Output every line below without omitting or altering anything.

□ □ □ □ □

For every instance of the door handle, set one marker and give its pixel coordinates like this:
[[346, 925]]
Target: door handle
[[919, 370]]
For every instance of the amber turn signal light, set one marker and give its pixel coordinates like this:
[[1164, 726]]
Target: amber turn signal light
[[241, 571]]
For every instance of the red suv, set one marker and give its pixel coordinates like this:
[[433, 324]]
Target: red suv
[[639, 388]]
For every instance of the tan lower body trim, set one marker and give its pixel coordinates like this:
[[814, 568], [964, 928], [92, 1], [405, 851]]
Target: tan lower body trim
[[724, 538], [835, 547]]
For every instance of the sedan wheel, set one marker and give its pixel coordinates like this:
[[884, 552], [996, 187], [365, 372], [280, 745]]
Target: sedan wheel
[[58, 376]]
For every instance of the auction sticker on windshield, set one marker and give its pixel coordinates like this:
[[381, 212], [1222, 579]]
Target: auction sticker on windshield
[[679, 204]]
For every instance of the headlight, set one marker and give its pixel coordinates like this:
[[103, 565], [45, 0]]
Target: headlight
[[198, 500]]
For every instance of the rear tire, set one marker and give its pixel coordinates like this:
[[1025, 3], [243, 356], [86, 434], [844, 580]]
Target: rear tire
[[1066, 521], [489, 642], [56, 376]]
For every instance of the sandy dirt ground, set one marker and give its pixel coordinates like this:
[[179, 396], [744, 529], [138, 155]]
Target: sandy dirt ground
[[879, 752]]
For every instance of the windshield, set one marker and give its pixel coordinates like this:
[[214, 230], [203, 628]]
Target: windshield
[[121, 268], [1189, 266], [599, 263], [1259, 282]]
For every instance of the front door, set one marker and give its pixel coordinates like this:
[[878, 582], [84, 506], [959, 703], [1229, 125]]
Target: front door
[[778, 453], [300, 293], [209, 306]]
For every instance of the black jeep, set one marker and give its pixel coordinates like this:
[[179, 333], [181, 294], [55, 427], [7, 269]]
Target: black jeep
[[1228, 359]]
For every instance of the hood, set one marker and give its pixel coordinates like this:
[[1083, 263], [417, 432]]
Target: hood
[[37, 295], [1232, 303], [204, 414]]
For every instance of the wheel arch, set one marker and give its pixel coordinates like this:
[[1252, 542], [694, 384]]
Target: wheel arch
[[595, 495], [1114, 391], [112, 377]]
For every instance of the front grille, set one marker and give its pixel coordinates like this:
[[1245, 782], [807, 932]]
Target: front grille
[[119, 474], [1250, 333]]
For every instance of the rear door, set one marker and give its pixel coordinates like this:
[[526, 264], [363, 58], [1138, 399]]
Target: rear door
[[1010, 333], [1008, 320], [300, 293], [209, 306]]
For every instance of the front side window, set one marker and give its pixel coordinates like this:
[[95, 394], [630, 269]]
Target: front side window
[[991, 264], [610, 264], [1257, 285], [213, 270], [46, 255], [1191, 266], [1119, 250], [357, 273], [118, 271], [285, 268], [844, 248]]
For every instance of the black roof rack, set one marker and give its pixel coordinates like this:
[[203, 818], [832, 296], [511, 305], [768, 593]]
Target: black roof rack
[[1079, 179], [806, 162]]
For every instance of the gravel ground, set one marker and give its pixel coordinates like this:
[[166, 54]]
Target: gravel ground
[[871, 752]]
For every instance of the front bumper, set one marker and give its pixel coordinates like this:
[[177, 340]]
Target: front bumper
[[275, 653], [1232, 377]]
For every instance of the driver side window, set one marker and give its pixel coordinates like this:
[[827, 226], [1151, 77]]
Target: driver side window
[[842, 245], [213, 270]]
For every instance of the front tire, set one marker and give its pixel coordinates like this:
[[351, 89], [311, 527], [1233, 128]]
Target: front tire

□ □ □ □ □

◆ Written answer ◆
For every instance of the door handle, set one marker and give its pixel coordinates like this:
[[346, 925]]
Target: door handle
[[919, 370]]
For every instance of the amber turn signal light, set one marker and give its pixel coordinates like this:
[[1164, 726]]
Target: amber turn signal light
[[241, 571]]
For every instance of the red suv, set one marker and give its pixel coordinates like this:
[[433, 324]]
Target: red suv
[[639, 388]]
For every instance of the tan lower body trim, set one marker and give its pixel coordinates like this:
[[814, 568], [964, 928], [92, 1], [405, 851]]
Target: tan lower body trim
[[724, 538], [835, 547]]
For every instance of the sedan wheel, set one marker and give its pixel coordinates like this:
[[884, 552], [996, 187], [365, 372], [280, 745]]
Target: sedan wheel
[[58, 376]]
For every instance of the auction sticker on windshield, set one marker and give its pixel coordinates like this:
[[381, 212], [1222, 579]]
Target: auction sticker on windshield
[[679, 204]]
For every instance of the headlight, set one marker and give its pixel coordinates like this:
[[103, 565], [45, 0]]
Target: headlight
[[198, 500]]
For every instance of the rear tire, set one marker and give its pixel coordinates like this:
[[1025, 3], [243, 356], [86, 434], [844, 580]]
Target: rear tire
[[1066, 521], [489, 642], [56, 376]]
For every instance of the sandy dirt ground, set one marker and give its pixel coordinates like this:
[[179, 396], [744, 529], [138, 155]]
Target: sandy dirt ground
[[879, 752]]
For every instance of the windshield, set one marker and give its pixel coordinates like this:
[[214, 230], [203, 628]]
Target: windshield
[[121, 268], [1189, 266], [599, 263], [1259, 282]]
For every instance of the front door, set one marker and give its pixel coordinates like this:
[[878, 582], [84, 506], [959, 703], [1229, 125]]
Target: front door
[[778, 453], [300, 293], [209, 306]]
For every instance of the black jeep, set one marker and give its pixel coordinates like this:
[[179, 333], [181, 294], [55, 427], [7, 269]]
Target: black jeep
[[1228, 359]]
For every instance of the hood, set one marker and give its pixel coordinates like this:
[[1083, 263], [417, 432]]
Target: hood
[[37, 295], [1232, 303], [204, 414]]
For every instance of the wheel arch, set one marker and give its pixel coordinates like this:
[[1252, 542], [694, 384]]
Target: wheel arch
[[595, 495], [1114, 391], [112, 377]]
For every instance of the front grille, set one marker and give its pixel coordinates like this:
[[1245, 782], [807, 932]]
Target: front grille
[[119, 474], [1250, 333]]
For every instance of the rear door, set one marker and give its pixel coordinates like this:
[[526, 264], [363, 58], [1138, 399]]
Target: rear door
[[1010, 333], [1008, 320], [300, 293], [209, 306]]
For every instance of the front side window, set one marker and give its pixel coordinates like this:
[[95, 394], [630, 269]]
Target: front side window
[[991, 264], [610, 264], [1257, 285], [213, 270], [46, 255], [1191, 266], [1119, 250], [357, 273], [118, 271], [285, 268], [844, 248]]
For every instance of the black roof rack, set one marker and give its pixel coordinates like this:
[[203, 818], [832, 296], [511, 305], [768, 593]]
Target: black roof rack
[[1079, 179], [806, 162]]
For every instance of the gravel ground, set one marker and give its pixel coordinates like this:
[[166, 54]]
Target: gravel ground
[[871, 752]]
For every instance of the front bumper, set one marker and give its pixel coordinates like this:
[[177, 340]]
Target: front bumper
[[275, 653], [1232, 377]]
For every instance of the driver side window, set one marker and give its pixel coordinates like this:
[[827, 226], [1151, 77]]
Target: driver side window
[[842, 245], [213, 270]]
For every instance of the front tire, set one marker and give its pixel coordinates like this:
[[351, 89], [311, 527], [1233, 128]]
Target: front tire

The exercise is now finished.